Reproduce the lines below from the one that contains "target | white plastic container" through the end, inclusive, and add nothing.

## Dataset rows
━━━━━━

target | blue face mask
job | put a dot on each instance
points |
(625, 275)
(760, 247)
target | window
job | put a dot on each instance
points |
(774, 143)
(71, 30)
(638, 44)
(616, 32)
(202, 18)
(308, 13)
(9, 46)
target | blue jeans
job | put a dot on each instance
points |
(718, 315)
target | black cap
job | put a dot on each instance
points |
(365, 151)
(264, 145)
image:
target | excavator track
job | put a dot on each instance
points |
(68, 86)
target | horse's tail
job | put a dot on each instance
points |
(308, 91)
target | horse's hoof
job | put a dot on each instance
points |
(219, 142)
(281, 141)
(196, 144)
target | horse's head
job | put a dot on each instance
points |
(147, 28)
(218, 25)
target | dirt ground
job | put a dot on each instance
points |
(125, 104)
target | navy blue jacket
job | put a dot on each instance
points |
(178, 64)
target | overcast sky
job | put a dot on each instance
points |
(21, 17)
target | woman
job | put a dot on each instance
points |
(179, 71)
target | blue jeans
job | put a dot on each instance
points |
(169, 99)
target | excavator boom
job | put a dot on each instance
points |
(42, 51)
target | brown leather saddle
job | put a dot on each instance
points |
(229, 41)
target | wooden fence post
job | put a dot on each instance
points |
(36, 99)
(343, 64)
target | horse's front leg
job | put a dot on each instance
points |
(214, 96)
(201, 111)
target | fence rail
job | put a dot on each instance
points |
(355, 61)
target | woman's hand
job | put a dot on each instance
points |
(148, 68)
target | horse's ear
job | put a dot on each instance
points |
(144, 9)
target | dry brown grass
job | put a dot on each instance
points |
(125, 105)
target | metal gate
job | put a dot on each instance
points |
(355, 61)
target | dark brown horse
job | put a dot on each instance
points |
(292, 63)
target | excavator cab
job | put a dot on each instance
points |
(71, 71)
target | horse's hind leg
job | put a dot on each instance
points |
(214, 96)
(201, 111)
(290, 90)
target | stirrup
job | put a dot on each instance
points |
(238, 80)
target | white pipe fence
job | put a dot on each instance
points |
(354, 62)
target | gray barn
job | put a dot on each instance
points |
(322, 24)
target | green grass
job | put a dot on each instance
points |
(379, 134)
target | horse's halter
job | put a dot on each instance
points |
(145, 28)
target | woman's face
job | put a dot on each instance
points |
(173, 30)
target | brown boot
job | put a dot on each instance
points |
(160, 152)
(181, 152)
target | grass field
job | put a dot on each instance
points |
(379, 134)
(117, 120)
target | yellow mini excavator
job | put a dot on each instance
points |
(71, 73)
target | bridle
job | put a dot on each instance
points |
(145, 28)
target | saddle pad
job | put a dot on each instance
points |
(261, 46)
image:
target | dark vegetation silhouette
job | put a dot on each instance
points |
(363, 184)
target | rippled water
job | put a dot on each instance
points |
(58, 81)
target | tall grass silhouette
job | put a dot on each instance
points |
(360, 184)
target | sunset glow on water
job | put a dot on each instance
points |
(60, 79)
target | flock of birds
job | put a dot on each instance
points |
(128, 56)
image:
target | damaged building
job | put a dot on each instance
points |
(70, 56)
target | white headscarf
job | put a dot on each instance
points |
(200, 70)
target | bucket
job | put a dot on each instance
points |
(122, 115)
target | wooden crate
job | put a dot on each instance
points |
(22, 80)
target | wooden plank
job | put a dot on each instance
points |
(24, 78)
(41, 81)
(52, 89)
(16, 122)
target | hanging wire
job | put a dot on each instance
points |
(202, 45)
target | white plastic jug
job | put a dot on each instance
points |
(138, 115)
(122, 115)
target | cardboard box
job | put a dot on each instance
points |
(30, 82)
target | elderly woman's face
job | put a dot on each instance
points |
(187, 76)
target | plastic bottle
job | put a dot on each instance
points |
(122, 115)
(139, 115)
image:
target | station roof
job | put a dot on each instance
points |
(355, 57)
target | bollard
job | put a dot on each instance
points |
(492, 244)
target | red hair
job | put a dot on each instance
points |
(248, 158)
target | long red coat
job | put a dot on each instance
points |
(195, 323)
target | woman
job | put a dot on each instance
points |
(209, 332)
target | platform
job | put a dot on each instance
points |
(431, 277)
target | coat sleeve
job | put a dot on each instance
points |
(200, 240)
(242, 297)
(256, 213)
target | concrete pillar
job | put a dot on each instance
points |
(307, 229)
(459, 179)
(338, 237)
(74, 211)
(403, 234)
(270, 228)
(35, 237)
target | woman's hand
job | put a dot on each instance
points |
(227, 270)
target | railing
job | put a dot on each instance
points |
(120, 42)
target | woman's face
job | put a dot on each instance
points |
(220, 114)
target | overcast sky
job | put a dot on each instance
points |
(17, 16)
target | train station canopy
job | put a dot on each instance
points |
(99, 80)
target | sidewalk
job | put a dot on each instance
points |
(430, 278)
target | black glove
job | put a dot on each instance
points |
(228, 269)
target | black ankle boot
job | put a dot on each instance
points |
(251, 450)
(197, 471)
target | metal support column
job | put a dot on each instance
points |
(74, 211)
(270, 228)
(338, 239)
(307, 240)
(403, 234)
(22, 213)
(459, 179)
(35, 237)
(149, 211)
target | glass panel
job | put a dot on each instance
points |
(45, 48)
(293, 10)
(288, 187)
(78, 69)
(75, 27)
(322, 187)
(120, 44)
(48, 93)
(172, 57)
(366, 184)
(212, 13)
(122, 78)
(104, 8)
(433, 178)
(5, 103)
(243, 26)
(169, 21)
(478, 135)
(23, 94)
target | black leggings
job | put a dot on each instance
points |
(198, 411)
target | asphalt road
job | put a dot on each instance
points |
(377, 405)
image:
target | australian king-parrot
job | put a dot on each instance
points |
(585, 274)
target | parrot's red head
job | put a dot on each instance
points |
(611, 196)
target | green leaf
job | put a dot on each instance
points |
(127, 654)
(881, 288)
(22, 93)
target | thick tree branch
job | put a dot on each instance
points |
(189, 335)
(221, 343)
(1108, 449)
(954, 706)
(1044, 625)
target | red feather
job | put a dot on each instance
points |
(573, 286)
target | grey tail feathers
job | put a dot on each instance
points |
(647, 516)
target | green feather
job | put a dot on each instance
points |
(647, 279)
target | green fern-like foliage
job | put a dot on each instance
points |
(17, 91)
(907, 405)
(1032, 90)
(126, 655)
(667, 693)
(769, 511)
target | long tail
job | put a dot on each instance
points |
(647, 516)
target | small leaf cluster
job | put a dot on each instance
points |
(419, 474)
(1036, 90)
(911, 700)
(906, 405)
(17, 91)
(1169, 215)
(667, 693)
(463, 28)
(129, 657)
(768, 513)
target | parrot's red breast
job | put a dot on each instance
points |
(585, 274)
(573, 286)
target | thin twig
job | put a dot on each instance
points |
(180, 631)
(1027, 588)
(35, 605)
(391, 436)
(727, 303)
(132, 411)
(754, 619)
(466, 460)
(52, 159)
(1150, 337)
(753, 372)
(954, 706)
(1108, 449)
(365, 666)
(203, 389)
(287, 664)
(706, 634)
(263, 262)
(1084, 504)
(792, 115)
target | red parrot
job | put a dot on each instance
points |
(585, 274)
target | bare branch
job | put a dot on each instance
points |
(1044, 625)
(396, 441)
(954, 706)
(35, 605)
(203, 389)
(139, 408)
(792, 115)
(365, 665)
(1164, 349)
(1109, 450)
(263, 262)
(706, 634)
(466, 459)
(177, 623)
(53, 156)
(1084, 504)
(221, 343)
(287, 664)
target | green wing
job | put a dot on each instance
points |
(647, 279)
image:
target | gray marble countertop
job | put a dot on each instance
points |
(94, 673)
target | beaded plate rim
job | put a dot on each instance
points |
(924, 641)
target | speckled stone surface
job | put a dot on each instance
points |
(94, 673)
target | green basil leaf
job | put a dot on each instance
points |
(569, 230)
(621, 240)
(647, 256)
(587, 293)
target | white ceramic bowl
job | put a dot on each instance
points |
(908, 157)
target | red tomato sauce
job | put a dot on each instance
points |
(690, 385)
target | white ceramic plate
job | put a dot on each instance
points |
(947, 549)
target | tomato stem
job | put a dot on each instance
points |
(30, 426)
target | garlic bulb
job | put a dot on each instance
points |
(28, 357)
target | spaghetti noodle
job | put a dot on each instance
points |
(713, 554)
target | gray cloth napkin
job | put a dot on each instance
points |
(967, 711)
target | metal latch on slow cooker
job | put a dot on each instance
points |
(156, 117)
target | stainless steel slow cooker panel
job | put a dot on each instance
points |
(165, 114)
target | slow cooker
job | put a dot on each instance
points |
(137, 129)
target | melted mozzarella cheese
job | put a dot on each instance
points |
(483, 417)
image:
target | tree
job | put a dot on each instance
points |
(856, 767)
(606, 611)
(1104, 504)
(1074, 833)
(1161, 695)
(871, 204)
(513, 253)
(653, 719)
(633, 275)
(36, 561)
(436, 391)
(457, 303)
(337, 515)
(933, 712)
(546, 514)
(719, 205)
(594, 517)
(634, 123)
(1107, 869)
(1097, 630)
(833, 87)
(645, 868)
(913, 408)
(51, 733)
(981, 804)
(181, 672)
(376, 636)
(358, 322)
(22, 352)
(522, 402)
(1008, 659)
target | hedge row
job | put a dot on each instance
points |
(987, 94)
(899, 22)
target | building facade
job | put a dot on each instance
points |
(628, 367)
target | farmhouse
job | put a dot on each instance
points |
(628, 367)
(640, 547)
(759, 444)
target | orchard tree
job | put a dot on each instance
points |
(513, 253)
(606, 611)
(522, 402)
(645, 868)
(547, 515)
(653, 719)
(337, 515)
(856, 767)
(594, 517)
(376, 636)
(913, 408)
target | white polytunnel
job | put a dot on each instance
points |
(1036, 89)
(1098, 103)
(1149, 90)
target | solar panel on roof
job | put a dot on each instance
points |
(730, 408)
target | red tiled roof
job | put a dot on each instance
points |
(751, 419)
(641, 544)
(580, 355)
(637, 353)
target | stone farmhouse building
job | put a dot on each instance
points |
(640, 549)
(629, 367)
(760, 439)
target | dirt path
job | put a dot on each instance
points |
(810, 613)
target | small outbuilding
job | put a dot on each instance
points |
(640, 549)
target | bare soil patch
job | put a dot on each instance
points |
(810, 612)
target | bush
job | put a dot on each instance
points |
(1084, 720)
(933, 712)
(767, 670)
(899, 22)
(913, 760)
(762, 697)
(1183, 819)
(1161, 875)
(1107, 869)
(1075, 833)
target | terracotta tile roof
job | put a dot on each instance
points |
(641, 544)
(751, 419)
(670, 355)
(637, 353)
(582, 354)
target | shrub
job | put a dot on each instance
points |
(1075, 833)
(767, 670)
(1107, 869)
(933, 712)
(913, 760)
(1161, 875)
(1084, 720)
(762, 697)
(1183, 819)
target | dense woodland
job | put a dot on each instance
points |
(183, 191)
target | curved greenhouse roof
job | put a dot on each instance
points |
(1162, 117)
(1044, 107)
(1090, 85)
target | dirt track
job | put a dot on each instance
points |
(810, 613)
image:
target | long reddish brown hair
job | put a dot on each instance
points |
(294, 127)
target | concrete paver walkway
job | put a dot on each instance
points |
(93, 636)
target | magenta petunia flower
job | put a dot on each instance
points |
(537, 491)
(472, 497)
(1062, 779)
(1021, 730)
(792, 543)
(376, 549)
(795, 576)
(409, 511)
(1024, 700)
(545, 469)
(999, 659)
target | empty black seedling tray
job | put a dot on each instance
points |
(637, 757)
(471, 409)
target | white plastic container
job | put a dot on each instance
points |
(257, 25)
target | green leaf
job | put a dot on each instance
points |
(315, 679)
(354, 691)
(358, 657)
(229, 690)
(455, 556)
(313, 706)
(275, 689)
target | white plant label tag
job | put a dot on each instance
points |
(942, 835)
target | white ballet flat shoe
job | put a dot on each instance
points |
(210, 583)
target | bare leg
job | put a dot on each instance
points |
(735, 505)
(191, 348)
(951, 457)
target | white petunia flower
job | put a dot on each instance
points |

━━━━━━

## Result
target | white plastic container
job | put a dot on each instance
points |
(257, 25)
target | green leaf
job | put a dot on each instance
points |
(315, 679)
(354, 691)
(358, 657)
(229, 690)
(455, 556)
(313, 706)
(275, 689)
target | white plant label tag
job | put a dot on each instance
points |
(942, 835)
target | white ballet flat shoe
job | put a dot on each instance
points |
(210, 583)
target | bare leg
job | put a dot on each instance
points |
(735, 505)
(191, 348)
(951, 457)
target | white petunia flower
job | put a dot on each instance
points |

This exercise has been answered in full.